** Work to be completed **
Quote every line of the data below as it stands, omitting pictures.

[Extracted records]
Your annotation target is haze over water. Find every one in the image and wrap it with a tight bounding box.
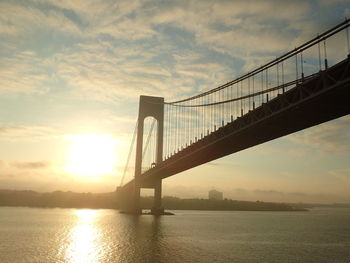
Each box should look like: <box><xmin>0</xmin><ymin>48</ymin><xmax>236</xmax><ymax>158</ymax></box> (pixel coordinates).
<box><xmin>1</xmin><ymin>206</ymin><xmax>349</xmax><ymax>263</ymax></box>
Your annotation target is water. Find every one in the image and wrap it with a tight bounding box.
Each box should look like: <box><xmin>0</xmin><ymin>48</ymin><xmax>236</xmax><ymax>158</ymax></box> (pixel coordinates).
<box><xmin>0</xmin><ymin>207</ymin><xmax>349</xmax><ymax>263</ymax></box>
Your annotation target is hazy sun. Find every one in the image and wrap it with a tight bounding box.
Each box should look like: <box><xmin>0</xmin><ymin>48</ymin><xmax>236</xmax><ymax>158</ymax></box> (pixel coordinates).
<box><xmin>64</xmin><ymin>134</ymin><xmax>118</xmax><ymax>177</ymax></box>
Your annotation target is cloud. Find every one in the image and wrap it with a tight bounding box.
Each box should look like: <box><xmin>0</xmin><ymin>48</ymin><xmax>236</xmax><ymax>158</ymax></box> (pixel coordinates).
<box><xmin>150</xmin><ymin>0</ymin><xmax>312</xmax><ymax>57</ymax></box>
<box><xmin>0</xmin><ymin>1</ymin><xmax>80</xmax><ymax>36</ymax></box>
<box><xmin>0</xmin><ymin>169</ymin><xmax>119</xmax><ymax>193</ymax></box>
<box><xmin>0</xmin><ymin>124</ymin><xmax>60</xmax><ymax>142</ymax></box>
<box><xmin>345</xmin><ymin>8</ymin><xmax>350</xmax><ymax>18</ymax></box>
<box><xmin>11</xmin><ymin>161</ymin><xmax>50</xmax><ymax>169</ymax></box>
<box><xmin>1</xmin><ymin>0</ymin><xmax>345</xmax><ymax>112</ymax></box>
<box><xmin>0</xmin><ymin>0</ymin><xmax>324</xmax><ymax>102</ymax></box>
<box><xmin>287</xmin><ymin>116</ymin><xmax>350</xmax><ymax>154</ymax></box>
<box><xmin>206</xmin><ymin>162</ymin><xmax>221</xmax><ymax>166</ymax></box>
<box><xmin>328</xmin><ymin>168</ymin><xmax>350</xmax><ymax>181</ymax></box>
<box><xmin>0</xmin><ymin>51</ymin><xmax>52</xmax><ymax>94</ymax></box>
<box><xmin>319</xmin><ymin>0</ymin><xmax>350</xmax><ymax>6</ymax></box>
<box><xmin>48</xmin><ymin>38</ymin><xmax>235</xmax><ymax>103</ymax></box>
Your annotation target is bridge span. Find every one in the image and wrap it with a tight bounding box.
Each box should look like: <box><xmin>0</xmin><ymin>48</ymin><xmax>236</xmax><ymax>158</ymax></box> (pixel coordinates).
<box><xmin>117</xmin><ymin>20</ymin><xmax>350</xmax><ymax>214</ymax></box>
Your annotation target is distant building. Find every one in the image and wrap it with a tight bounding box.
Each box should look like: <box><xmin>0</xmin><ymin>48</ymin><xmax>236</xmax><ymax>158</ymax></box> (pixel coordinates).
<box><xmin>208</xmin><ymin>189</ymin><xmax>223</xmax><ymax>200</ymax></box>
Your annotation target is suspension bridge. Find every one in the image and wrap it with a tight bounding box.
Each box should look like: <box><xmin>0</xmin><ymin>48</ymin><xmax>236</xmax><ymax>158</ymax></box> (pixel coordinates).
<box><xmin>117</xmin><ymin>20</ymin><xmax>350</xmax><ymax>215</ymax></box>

** The answer **
Your annotation target is haze over water. Find every one in the image and wrap it with a tight bounding box.
Each box should look like: <box><xmin>0</xmin><ymin>48</ymin><xmax>236</xmax><ymax>158</ymax></box> (pixel coordinates).
<box><xmin>1</xmin><ymin>206</ymin><xmax>349</xmax><ymax>263</ymax></box>
Your annotation target is water. Find every one in the image and wrap it with a tight bounding box.
Each box should look like: <box><xmin>0</xmin><ymin>48</ymin><xmax>236</xmax><ymax>158</ymax></box> (pixel coordinates).
<box><xmin>0</xmin><ymin>207</ymin><xmax>349</xmax><ymax>263</ymax></box>
Your annotation target is hazy sun. Find every one in the image and wrap it with a tight bounding box.
Each box should look like: <box><xmin>0</xmin><ymin>48</ymin><xmax>236</xmax><ymax>158</ymax></box> (pixel coordinates).
<box><xmin>64</xmin><ymin>134</ymin><xmax>118</xmax><ymax>177</ymax></box>
Your annotation target is cloud. Find every one in the image and wrap it with a tight bounding box.
Each box should look like: <box><xmin>0</xmin><ymin>48</ymin><xmax>236</xmax><ymax>158</ymax></box> (pixel coordinates).
<box><xmin>150</xmin><ymin>0</ymin><xmax>312</xmax><ymax>57</ymax></box>
<box><xmin>0</xmin><ymin>1</ymin><xmax>80</xmax><ymax>36</ymax></box>
<box><xmin>0</xmin><ymin>169</ymin><xmax>119</xmax><ymax>193</ymax></box>
<box><xmin>0</xmin><ymin>124</ymin><xmax>60</xmax><ymax>142</ymax></box>
<box><xmin>345</xmin><ymin>8</ymin><xmax>350</xmax><ymax>18</ymax></box>
<box><xmin>11</xmin><ymin>161</ymin><xmax>50</xmax><ymax>169</ymax></box>
<box><xmin>1</xmin><ymin>0</ymin><xmax>345</xmax><ymax>112</ymax></box>
<box><xmin>0</xmin><ymin>0</ymin><xmax>324</xmax><ymax>102</ymax></box>
<box><xmin>287</xmin><ymin>116</ymin><xmax>350</xmax><ymax>154</ymax></box>
<box><xmin>206</xmin><ymin>162</ymin><xmax>221</xmax><ymax>166</ymax></box>
<box><xmin>328</xmin><ymin>168</ymin><xmax>350</xmax><ymax>181</ymax></box>
<box><xmin>0</xmin><ymin>51</ymin><xmax>52</xmax><ymax>94</ymax></box>
<box><xmin>319</xmin><ymin>0</ymin><xmax>350</xmax><ymax>6</ymax></box>
<box><xmin>48</xmin><ymin>38</ymin><xmax>235</xmax><ymax>103</ymax></box>
Your annotation target is bridge span. Find every one in the image and wrap it with a tight bounding box.
Each box should look like: <box><xmin>0</xmin><ymin>48</ymin><xmax>236</xmax><ymax>158</ymax></box> (pixel coordinates).
<box><xmin>117</xmin><ymin>20</ymin><xmax>350</xmax><ymax>214</ymax></box>
Your annotation target is distant building. Find every one in the image and wrap it with a tight bounding box.
Each box should look like: <box><xmin>0</xmin><ymin>48</ymin><xmax>236</xmax><ymax>158</ymax></box> (pixel coordinates).
<box><xmin>208</xmin><ymin>189</ymin><xmax>223</xmax><ymax>200</ymax></box>
Your annotation target is suspension bridge. Find every one in the image and wrap it with a tight bounding box.
Each box should look like: <box><xmin>0</xmin><ymin>48</ymin><xmax>236</xmax><ymax>158</ymax></box> (pixel coordinates).
<box><xmin>117</xmin><ymin>20</ymin><xmax>350</xmax><ymax>215</ymax></box>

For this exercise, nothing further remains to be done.